_YOUR ASSIGNMENT_. Copy exactly the lines of the data below that run from the line holding "Drop a marker on the beetle's elytra, one" through the line holding "[(443, 227), (287, 212)]", both ends included.

_EXERCISE MATERIAL_.
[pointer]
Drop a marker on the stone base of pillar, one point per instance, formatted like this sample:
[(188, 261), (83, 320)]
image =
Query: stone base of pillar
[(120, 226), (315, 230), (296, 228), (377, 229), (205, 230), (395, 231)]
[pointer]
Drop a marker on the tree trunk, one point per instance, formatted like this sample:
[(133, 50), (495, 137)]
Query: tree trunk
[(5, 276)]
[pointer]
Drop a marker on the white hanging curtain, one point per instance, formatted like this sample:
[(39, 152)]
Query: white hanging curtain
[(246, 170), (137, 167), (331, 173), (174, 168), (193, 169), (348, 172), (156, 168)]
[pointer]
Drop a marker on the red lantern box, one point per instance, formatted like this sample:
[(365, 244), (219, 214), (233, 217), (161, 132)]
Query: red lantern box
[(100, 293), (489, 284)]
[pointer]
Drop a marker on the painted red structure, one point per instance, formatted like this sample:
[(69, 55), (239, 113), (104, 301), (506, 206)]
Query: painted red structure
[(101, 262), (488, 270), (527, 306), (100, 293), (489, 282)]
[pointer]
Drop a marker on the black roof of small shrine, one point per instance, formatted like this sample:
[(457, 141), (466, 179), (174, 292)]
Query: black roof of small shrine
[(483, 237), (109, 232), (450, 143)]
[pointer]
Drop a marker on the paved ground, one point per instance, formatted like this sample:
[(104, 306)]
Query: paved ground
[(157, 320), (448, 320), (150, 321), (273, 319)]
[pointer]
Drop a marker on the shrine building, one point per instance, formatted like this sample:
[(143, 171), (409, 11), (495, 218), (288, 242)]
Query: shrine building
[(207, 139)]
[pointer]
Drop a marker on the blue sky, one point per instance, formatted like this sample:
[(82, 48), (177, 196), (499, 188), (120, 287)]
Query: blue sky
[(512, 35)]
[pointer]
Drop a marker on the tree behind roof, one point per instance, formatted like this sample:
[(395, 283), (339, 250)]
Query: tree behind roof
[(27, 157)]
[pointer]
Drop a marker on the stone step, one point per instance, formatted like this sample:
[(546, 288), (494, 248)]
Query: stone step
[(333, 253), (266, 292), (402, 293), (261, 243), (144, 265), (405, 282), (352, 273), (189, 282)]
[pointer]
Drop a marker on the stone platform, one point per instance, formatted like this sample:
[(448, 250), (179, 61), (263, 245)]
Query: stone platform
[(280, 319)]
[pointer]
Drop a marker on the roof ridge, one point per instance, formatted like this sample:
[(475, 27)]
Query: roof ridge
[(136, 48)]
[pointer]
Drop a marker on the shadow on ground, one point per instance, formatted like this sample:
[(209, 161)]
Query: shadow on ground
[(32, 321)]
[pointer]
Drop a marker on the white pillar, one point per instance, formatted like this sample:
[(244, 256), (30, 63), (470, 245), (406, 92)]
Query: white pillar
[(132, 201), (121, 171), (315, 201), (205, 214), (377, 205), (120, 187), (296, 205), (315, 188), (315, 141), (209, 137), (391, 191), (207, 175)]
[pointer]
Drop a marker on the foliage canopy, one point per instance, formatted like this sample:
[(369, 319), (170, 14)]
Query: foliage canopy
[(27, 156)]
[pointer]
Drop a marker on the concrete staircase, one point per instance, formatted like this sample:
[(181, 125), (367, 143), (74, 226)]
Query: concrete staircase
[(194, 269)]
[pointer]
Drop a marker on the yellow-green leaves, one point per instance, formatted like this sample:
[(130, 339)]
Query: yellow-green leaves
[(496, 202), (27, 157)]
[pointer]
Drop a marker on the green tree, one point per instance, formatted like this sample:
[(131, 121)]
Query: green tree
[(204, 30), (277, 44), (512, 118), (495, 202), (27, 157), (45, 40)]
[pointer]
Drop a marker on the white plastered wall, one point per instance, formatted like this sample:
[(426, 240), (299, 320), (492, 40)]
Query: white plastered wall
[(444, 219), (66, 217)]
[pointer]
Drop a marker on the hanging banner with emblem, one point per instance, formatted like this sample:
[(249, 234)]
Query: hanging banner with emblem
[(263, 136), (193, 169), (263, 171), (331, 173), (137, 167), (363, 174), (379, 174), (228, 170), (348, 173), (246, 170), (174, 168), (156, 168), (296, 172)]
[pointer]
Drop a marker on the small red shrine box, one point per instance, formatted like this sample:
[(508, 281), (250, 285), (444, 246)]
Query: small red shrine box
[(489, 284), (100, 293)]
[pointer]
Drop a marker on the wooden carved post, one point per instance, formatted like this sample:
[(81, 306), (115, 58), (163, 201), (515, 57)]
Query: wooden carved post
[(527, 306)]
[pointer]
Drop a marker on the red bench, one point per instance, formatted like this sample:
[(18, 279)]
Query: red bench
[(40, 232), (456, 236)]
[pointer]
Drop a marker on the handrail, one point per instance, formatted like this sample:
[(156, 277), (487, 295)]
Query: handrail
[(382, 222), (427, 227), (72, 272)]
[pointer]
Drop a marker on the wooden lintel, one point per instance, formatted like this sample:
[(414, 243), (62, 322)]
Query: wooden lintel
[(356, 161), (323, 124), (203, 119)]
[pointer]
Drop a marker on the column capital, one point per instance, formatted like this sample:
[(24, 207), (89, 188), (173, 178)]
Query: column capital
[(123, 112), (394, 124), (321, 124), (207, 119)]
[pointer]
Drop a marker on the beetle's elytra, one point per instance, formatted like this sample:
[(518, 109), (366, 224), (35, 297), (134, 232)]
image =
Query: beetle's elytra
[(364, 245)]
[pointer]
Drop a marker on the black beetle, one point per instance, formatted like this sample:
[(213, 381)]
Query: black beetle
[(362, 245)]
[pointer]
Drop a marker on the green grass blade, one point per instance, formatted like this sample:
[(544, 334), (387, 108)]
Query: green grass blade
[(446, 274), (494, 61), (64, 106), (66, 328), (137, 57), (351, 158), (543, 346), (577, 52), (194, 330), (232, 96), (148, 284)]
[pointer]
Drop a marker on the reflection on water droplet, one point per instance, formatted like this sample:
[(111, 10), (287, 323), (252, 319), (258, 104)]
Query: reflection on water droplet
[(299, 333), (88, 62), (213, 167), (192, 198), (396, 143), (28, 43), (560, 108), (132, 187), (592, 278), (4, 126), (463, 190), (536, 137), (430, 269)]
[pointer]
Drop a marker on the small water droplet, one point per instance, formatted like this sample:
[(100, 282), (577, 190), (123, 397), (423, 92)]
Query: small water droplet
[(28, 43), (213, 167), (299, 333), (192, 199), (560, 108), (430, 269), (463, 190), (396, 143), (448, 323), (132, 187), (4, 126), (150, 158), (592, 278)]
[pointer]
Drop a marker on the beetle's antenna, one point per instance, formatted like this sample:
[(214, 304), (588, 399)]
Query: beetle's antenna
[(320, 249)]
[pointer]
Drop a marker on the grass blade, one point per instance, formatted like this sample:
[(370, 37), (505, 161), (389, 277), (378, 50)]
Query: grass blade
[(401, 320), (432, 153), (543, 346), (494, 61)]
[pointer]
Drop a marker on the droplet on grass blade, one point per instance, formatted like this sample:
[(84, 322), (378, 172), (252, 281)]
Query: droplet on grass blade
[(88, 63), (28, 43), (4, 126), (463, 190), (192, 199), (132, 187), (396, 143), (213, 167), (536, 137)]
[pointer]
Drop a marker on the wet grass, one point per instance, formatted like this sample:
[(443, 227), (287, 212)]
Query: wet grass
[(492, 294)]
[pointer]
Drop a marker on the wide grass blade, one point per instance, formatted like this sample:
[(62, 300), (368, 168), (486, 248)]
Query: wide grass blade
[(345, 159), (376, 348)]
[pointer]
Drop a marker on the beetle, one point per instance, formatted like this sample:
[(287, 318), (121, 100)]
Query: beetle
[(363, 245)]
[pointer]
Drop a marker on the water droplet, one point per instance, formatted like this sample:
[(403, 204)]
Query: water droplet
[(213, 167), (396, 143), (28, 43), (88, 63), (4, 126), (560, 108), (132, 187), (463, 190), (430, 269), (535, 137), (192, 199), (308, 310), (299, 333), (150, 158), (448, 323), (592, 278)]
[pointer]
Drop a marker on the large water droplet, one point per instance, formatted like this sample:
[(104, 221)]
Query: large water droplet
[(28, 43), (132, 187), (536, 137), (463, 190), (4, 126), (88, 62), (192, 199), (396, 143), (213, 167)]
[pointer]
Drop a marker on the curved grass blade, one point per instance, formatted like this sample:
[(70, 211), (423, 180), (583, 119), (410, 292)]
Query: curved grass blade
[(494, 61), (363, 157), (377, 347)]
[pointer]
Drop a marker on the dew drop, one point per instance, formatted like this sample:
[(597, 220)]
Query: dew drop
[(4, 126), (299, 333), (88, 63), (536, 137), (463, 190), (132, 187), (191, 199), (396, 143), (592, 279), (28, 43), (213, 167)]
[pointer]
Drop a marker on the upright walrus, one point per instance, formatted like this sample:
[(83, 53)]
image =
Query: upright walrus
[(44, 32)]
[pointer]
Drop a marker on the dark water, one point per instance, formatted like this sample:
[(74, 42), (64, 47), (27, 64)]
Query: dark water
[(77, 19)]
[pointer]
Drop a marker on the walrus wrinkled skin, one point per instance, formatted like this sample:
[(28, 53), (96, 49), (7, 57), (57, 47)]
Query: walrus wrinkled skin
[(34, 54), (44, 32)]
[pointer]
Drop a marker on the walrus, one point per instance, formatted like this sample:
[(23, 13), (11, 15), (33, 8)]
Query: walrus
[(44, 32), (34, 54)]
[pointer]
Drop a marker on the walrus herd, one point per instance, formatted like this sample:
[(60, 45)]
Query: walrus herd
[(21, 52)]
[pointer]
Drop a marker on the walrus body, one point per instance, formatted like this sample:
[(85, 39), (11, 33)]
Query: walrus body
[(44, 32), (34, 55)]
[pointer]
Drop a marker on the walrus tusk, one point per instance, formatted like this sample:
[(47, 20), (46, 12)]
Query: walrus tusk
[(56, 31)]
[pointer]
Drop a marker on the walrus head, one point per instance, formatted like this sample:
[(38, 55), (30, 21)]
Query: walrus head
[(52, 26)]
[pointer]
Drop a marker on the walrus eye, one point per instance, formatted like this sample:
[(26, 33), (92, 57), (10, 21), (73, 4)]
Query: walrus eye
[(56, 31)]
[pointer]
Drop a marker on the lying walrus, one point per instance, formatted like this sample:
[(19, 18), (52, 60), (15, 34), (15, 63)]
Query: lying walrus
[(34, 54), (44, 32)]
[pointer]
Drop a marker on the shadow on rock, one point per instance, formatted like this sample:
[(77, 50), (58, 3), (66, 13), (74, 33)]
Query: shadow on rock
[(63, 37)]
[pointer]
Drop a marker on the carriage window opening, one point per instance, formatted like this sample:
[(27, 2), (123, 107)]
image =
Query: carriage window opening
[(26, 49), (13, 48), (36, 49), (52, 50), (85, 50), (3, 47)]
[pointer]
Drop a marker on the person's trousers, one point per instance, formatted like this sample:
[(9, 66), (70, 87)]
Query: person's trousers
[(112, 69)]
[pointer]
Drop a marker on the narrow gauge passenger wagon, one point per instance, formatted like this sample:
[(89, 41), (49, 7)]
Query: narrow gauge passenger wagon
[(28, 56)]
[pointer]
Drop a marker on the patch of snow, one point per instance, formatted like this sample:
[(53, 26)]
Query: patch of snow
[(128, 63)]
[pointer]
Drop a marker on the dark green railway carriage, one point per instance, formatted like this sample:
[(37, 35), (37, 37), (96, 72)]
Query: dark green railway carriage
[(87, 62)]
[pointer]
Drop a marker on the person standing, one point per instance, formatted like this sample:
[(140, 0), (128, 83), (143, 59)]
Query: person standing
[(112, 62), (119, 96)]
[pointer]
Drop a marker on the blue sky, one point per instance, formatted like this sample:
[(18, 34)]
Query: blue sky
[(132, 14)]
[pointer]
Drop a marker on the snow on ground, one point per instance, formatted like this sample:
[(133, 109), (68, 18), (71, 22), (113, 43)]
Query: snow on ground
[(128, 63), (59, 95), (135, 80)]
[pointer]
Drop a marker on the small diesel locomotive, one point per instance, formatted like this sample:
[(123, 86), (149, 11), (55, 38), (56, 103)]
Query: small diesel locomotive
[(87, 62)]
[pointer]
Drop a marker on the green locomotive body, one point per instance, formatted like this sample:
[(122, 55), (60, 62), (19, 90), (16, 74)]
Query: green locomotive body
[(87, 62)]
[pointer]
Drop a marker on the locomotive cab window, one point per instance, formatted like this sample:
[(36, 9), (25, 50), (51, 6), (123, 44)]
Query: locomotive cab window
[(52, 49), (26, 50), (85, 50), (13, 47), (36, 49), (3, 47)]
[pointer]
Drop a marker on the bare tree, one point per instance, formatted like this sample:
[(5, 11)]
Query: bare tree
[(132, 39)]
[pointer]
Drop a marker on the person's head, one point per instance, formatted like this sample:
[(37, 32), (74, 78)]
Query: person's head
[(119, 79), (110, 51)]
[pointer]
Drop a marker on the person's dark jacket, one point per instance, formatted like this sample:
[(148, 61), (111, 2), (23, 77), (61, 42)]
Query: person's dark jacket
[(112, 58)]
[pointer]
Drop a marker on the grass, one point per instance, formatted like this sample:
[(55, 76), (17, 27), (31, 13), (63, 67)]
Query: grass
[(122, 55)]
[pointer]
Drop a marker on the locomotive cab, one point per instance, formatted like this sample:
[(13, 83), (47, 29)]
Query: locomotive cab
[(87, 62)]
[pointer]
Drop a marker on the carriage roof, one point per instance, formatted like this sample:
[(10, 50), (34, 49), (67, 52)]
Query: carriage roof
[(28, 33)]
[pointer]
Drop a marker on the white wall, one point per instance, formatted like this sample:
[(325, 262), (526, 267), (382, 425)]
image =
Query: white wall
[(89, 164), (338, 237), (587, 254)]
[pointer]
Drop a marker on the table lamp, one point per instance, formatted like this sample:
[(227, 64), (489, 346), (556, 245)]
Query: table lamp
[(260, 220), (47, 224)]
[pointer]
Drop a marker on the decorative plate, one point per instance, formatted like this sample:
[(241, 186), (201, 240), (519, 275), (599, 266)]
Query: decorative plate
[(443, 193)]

_ANSWER TO THIS EXERCISE_.
Drop a marker on the beetle's elytra, one point per instance, formatted like this sample:
[(518, 109), (366, 224), (35, 297), (134, 232)]
image =
Query: beetle's elytra
[(364, 245)]
[pointer]
Drop a marker on the black beetle, one point per instance, formatted like this sample:
[(213, 381)]
Query: black beetle
[(362, 245)]
[pointer]
Drop a marker on the green grass blade, one point per instance, formatted like this sample:
[(544, 334), (387, 108)]
Query: green grass blade
[(446, 274), (494, 61), (64, 106), (66, 328), (137, 57), (351, 158), (543, 346), (577, 52), (194, 330), (232, 96), (148, 284)]
[pointer]
Drop a marker on the reflection on water droplet, one point per instance, formatted like this sample:
[(111, 10), (287, 323), (252, 319), (258, 104)]
Query: reflection on water droplet
[(299, 333), (88, 62), (213, 167), (192, 198), (396, 143), (28, 43), (560, 108), (132, 187), (592, 278), (4, 126), (463, 190), (536, 137), (430, 269)]
[pointer]
Drop a marker on the small water droplet, one point per instance, formatted like this sample:
[(100, 282), (577, 190), (123, 397), (423, 92)]
Query: small water droplet
[(28, 43), (213, 167), (299, 333), (192, 199), (560, 108), (430, 269), (463, 190), (396, 143), (448, 323), (132, 187), (4, 126), (150, 158), (592, 278)]
[pointer]
Drop a marker on the beetle's antenna, one point per instance, formatted like this sample:
[(214, 304), (588, 399)]
Query: beetle's antenna
[(320, 249)]
[pointer]
Drop a marker on the grass blade, one point per instance, formatted like this sample:
[(370, 37), (505, 161), (389, 277), (378, 50)]
Query: grass blade
[(401, 320), (432, 153), (543, 346), (494, 61)]
[pointer]
Drop a marker on the droplet on grass blade, one point per instance, formatted like this sample:
[(84, 322), (378, 172), (252, 281)]
Query: droplet on grass blade
[(88, 63), (28, 43), (4, 126), (463, 190), (192, 199), (132, 187), (396, 143), (213, 167), (536, 137)]
[pointer]
Drop a marker on the wet grass, one point per instance, formatted like this sample:
[(443, 227), (287, 212)]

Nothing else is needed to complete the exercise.